SELECTION -
+ + + + +

Hardening Tailscale After State File Encryption Changes: Implementing Custom Encryption Wrappers and ACL Policies

Why I Hardened My Tailscale Setup After the State File Changes

I run Tailscale across multiple environments—Proxmox VMs, Docker containers on my Synology NAS, and a few bare-metal machines. When Tailscale rolled back TPM state file encryption to opt-in on January 7, 2026, I had to rethink my security posture. Not because I was using TPM encryption (I wasn’t—my mixed environment made it impractical), but because the change forced me to acknowledge what I was actually protecting and how.

The state file contains everything needed to impersonate a node: private keys, authentication tokens, network configs. On Linux, that’s /var/lib/tailscale/tailscaled.state. If someone gets disk access without root, they can clone that file and pretend to be my machine. That’s the threat TPM encryption addressed—and the threat I now had to handle differently.

+ + + + +

OBJECTIVE 1 - Report how many lines of the rows contain the string "mask", with case counting. Give only the number.
The rows have no connection to the Tailscale text.

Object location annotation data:
+ + + + +

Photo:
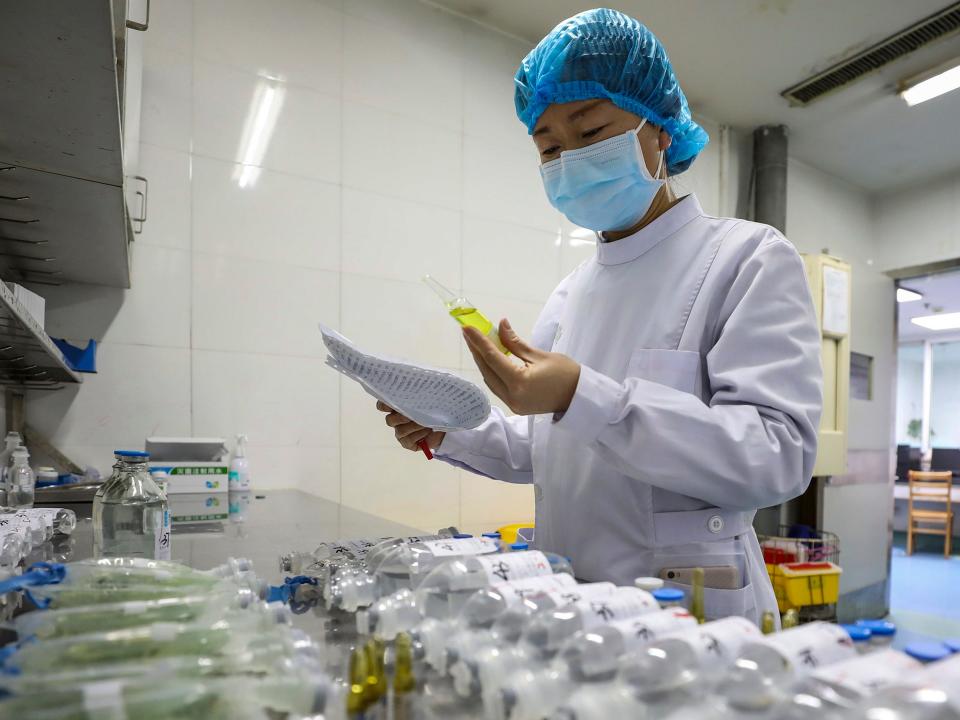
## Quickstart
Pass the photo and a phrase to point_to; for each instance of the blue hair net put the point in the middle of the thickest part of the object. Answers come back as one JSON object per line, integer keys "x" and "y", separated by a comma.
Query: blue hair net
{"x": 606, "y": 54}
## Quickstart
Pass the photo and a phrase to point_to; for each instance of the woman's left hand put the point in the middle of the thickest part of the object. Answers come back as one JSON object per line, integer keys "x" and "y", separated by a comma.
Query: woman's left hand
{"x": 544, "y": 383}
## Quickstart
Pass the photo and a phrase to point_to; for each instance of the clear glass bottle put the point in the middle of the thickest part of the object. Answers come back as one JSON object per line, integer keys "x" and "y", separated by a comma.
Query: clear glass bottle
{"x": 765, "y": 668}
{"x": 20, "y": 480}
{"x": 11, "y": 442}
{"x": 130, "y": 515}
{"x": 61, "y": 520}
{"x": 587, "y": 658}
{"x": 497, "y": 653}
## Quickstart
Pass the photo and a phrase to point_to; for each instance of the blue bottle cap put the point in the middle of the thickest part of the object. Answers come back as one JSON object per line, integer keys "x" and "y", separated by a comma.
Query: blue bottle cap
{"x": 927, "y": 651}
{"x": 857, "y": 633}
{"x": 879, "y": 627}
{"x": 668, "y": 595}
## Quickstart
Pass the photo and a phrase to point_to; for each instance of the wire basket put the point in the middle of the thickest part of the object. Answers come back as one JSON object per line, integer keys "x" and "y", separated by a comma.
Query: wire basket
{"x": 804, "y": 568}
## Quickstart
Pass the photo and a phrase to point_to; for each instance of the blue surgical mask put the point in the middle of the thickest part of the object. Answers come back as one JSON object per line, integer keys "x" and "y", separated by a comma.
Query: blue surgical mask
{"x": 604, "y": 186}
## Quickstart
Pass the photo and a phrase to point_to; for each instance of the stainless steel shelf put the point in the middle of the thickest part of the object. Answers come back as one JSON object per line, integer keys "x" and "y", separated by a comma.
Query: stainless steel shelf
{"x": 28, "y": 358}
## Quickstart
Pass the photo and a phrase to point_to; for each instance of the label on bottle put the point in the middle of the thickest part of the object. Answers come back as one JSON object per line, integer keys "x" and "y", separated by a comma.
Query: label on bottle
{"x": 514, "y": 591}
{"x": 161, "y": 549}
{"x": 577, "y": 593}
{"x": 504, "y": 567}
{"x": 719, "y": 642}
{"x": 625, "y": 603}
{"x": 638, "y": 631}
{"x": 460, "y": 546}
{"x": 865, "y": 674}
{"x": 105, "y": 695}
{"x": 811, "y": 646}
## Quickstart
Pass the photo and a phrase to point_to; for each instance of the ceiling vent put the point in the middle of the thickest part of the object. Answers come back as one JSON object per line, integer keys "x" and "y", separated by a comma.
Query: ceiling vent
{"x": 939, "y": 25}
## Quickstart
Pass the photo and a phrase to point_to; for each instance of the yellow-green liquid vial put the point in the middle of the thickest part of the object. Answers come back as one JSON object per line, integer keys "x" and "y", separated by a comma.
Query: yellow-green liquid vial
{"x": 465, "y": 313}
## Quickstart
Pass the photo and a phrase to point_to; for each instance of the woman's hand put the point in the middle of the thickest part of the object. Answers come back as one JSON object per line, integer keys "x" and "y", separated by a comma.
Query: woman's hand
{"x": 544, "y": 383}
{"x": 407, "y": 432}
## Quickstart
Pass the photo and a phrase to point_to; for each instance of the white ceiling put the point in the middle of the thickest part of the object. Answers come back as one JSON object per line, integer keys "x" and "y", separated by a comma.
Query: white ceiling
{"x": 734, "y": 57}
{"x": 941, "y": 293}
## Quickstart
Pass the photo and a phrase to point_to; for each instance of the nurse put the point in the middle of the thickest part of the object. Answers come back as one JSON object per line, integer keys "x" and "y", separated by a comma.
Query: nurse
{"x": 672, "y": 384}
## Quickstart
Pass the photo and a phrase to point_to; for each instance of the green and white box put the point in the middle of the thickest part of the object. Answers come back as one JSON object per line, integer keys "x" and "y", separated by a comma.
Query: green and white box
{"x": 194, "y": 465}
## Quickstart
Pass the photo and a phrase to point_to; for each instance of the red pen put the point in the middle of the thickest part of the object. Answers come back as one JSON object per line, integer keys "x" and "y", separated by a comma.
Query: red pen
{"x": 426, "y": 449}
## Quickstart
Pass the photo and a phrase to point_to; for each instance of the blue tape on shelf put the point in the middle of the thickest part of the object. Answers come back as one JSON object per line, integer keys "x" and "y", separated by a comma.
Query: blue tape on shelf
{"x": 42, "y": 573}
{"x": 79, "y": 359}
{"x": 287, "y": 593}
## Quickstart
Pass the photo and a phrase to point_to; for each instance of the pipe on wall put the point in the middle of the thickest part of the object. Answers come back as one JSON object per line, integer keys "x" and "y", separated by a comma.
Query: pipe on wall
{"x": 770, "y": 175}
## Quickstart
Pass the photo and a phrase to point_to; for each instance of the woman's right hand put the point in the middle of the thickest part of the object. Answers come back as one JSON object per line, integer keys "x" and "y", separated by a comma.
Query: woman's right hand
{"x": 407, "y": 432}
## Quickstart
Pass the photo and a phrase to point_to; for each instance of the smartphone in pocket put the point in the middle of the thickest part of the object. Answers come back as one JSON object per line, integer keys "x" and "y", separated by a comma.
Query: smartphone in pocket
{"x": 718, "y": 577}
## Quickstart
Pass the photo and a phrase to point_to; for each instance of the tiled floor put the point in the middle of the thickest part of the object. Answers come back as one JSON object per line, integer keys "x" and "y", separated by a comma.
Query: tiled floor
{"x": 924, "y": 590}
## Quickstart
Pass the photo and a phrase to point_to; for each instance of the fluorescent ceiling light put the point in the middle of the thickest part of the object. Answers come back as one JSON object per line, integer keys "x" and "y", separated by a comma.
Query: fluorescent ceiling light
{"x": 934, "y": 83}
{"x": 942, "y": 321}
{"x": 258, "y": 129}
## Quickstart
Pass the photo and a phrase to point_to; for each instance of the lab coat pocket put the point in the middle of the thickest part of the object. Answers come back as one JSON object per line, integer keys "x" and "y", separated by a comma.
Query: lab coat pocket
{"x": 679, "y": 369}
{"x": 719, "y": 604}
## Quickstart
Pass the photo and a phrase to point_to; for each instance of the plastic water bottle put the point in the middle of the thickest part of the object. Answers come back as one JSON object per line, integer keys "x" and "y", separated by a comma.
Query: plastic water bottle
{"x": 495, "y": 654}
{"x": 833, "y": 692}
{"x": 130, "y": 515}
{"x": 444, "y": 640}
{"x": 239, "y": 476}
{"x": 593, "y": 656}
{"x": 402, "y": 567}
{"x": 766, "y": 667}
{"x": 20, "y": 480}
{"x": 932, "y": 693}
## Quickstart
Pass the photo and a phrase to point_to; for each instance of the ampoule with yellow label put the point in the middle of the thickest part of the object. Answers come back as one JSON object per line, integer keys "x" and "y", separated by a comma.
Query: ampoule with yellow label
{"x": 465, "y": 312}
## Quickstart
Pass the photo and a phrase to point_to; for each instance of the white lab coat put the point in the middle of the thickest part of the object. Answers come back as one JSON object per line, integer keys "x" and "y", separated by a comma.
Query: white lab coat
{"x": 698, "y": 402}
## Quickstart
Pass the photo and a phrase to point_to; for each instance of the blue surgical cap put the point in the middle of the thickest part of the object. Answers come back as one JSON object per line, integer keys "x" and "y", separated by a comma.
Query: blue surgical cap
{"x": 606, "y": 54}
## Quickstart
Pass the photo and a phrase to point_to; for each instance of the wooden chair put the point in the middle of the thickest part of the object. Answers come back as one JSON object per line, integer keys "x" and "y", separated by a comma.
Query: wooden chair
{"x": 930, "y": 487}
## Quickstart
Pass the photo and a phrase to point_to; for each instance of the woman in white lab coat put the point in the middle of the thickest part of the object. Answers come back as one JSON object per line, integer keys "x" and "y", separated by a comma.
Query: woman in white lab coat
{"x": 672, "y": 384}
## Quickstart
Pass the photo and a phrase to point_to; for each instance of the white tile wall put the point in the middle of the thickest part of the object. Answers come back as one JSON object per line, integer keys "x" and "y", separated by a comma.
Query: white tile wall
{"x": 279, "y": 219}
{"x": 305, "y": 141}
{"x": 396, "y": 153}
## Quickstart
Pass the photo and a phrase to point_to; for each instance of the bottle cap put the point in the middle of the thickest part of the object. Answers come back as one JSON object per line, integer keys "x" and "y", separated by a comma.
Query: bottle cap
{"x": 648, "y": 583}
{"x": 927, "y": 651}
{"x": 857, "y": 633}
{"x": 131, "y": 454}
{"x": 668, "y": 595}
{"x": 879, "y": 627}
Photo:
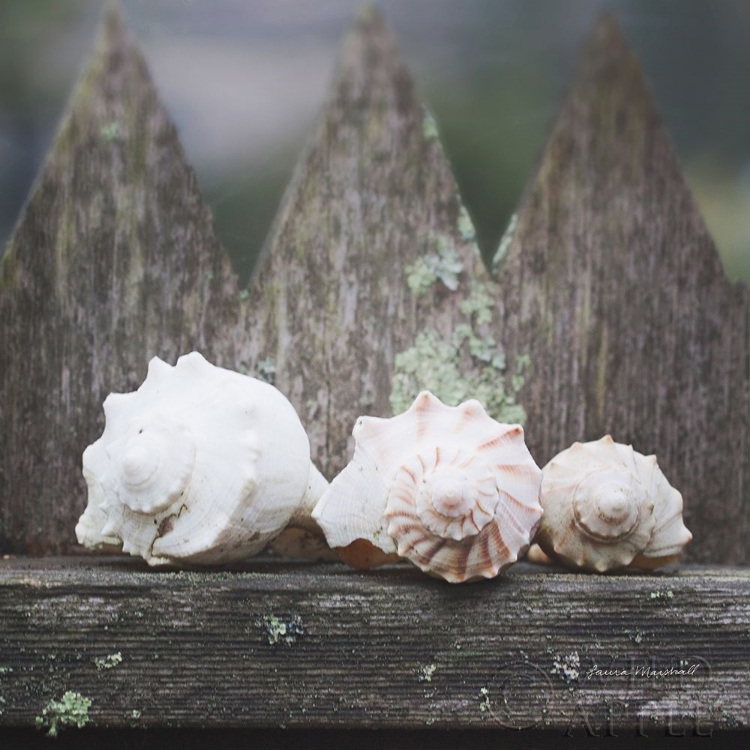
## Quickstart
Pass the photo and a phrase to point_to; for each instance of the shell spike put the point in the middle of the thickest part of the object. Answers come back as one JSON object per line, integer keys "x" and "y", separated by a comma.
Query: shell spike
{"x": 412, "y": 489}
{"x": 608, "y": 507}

+ + + + +

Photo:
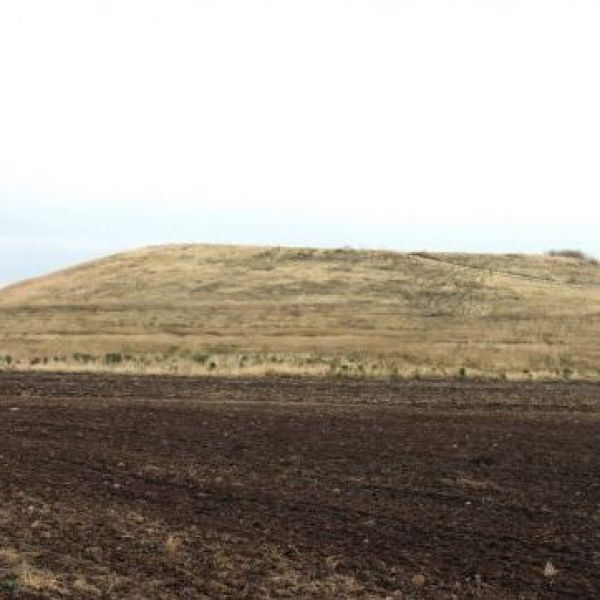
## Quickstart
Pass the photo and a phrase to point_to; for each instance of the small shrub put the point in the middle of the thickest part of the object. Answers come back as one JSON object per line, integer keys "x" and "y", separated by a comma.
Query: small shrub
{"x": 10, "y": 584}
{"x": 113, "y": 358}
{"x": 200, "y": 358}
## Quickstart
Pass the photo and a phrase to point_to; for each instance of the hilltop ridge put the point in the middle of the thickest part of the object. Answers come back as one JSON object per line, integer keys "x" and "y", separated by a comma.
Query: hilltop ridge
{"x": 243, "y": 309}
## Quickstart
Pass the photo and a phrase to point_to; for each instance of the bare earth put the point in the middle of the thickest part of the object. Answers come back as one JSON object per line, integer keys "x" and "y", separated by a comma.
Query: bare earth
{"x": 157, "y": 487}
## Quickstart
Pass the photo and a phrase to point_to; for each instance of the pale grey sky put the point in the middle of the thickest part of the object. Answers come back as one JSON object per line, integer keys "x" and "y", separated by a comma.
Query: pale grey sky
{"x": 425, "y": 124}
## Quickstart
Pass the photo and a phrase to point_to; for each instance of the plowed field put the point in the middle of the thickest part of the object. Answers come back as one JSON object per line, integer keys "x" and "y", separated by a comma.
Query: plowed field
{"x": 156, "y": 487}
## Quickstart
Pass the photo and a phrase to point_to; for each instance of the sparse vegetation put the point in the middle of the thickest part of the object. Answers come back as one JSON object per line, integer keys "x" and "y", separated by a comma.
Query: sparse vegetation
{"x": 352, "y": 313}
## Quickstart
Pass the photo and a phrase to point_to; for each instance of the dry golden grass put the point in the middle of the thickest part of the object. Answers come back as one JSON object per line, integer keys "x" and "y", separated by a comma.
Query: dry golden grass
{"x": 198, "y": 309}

+ + + + +

OBJECTIVE 2 - According to the Tailscale text, what is the path of the state file on Linux?

RESULT 1 - 2

RESULT 2 - /var/lib/tailscale/tailscaled.state